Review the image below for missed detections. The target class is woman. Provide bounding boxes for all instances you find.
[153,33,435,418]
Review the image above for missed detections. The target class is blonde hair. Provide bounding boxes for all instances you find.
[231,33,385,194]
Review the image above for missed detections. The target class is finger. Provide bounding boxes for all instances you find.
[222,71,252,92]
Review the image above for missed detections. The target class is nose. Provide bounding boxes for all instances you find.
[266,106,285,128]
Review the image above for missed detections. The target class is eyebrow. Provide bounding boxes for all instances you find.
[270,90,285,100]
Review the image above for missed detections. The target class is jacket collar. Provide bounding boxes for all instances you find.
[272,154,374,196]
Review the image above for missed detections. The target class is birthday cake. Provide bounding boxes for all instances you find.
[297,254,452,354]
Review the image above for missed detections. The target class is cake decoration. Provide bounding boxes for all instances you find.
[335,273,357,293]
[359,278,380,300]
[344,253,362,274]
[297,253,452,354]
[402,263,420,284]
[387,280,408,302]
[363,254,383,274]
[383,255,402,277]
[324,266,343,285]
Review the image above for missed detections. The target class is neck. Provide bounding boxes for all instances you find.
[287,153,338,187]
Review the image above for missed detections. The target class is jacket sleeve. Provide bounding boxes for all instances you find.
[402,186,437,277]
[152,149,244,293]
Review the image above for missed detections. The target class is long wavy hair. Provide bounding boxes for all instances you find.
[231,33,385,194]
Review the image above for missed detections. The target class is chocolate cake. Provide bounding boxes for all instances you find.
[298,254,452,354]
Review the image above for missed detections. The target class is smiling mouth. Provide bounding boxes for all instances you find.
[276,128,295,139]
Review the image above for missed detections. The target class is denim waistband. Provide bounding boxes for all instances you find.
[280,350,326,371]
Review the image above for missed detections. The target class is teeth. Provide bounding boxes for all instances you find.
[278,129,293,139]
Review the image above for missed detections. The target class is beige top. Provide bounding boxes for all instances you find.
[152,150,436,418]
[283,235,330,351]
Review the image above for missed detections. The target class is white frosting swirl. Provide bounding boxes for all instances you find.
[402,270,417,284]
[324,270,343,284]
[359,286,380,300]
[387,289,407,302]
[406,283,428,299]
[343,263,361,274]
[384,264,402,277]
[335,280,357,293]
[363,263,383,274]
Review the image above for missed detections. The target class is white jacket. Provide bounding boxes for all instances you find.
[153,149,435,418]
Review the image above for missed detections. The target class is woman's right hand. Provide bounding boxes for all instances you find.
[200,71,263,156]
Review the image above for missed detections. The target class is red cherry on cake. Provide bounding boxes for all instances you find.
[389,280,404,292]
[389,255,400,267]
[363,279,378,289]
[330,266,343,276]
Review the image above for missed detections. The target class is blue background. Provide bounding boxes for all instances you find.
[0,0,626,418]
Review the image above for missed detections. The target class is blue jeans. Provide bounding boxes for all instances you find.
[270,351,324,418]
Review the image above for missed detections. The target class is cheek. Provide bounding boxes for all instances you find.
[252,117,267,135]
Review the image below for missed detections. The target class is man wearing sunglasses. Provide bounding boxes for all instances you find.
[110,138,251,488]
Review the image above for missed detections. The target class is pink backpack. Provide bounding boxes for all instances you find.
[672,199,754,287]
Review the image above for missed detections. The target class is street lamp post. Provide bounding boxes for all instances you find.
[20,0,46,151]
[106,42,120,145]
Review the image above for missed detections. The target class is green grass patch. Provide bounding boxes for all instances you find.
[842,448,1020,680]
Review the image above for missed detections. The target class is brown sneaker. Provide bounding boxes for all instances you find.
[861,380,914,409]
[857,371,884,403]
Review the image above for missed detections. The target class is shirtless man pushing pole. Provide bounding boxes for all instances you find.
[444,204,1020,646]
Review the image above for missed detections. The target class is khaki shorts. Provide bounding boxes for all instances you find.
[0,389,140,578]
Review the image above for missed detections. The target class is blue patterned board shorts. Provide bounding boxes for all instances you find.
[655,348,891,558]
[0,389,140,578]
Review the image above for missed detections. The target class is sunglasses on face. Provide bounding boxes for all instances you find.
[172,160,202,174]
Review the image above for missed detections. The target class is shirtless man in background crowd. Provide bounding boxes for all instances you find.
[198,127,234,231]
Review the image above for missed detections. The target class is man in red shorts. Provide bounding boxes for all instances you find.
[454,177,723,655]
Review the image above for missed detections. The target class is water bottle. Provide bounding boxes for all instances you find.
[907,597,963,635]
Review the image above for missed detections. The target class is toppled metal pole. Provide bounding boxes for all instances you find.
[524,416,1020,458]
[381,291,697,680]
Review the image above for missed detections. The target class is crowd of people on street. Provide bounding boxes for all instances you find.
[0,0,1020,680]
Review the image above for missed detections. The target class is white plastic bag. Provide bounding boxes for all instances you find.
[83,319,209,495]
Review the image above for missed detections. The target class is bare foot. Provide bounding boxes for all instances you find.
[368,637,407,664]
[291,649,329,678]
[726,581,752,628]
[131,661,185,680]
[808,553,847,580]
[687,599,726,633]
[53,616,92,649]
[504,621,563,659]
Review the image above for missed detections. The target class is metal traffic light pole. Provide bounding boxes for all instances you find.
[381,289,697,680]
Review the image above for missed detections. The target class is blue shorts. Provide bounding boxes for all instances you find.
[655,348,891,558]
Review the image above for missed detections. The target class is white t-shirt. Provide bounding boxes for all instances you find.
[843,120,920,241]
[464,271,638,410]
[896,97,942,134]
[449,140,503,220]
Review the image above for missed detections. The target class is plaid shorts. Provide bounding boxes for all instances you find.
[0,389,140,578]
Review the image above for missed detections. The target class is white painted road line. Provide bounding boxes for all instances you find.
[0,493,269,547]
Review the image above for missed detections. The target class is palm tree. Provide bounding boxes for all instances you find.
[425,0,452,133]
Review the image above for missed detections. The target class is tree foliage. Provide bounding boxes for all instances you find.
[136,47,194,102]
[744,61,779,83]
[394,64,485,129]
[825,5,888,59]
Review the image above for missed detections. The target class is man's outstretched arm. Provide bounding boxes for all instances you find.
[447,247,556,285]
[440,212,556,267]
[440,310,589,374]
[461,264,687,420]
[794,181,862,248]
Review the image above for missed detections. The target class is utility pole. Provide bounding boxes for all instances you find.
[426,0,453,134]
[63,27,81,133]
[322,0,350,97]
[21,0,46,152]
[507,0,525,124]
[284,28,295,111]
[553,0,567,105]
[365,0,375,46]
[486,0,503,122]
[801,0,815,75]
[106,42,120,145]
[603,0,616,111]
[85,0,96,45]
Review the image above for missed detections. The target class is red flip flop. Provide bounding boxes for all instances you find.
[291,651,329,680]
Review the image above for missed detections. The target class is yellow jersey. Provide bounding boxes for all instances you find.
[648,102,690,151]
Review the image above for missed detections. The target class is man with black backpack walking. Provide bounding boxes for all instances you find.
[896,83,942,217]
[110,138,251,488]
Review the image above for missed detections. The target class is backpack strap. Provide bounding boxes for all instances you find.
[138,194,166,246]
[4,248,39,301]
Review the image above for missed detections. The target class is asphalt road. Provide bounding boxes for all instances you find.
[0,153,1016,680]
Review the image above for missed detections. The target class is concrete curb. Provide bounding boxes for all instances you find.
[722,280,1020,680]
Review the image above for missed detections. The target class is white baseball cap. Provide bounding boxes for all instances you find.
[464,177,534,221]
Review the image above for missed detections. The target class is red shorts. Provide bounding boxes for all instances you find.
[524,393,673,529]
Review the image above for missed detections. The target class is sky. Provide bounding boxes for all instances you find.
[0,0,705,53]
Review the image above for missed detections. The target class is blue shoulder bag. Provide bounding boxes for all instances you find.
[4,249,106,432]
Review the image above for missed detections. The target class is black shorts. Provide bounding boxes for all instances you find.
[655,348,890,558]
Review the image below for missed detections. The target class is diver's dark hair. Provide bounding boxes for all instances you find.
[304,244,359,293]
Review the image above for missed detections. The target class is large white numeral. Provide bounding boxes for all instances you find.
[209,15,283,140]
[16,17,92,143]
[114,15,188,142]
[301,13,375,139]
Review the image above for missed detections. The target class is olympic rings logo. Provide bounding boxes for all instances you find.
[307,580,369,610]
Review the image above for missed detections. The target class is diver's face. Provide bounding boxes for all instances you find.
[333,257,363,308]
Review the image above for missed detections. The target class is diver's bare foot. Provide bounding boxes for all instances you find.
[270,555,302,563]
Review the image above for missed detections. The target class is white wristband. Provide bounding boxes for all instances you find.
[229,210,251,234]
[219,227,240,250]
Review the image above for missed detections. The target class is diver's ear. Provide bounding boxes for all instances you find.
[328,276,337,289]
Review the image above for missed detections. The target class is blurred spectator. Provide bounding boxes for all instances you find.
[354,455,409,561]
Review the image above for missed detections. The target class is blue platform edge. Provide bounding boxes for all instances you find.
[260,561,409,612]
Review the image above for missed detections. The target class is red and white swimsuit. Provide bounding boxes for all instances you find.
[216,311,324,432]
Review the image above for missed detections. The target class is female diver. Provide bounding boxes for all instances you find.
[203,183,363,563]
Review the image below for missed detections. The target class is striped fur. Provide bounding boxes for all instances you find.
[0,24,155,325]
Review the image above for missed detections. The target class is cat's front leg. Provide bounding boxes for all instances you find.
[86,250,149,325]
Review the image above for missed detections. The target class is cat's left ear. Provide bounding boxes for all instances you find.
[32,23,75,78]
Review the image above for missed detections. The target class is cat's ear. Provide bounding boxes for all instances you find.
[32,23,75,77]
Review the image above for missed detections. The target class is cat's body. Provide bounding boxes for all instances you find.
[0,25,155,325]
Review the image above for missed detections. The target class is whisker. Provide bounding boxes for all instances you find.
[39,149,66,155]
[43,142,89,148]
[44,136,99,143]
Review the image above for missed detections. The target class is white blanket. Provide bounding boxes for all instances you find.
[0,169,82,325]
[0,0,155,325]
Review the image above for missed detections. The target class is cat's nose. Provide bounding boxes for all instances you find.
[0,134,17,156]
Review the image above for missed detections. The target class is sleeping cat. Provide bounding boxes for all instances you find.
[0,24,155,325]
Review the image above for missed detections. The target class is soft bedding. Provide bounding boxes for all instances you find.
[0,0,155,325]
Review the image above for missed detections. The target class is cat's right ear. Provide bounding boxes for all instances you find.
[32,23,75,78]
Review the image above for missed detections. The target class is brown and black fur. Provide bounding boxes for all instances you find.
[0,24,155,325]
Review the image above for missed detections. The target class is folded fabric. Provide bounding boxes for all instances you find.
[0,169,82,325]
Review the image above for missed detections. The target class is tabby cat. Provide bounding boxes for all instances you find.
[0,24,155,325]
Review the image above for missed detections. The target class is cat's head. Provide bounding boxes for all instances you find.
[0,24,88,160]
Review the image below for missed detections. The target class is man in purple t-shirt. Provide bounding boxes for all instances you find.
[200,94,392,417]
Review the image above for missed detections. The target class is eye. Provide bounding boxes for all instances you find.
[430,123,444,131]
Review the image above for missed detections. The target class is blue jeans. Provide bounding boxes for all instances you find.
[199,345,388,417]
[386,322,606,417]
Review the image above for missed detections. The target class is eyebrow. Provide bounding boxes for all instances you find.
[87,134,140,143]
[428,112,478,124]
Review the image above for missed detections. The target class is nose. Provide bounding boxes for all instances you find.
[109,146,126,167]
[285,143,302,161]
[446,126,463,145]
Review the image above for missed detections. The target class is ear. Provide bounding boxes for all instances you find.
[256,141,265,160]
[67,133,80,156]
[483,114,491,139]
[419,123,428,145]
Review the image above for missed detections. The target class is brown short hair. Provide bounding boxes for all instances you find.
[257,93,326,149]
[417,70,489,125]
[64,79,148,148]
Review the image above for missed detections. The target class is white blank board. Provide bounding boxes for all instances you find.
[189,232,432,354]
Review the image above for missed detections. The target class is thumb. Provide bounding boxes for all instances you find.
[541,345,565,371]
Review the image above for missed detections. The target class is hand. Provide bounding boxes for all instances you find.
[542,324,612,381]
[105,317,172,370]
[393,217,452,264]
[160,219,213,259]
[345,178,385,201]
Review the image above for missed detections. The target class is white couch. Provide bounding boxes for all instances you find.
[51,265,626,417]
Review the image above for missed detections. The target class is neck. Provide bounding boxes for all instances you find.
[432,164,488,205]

------------------------------------------------------------------------

__AIM OF THE TASK__
Extract the lines from the one with "shirtless man in" through the one with "[907,597,963,635]", both included, and copy them without any change.

__RESPONSE__
Review the image above for missed detections. The target class is shirtless man in background crowd. Provide bounding boxes for all instances you find.
[198,127,234,231]
Review the image above for missed detections. The target class is man in red shorts. Provide bounding boxes for all instances you find.
[454,177,723,655]
Review the image above for missed detections. The target class is water bottle. Provide bounding boxes for all instances you find.
[907,597,963,635]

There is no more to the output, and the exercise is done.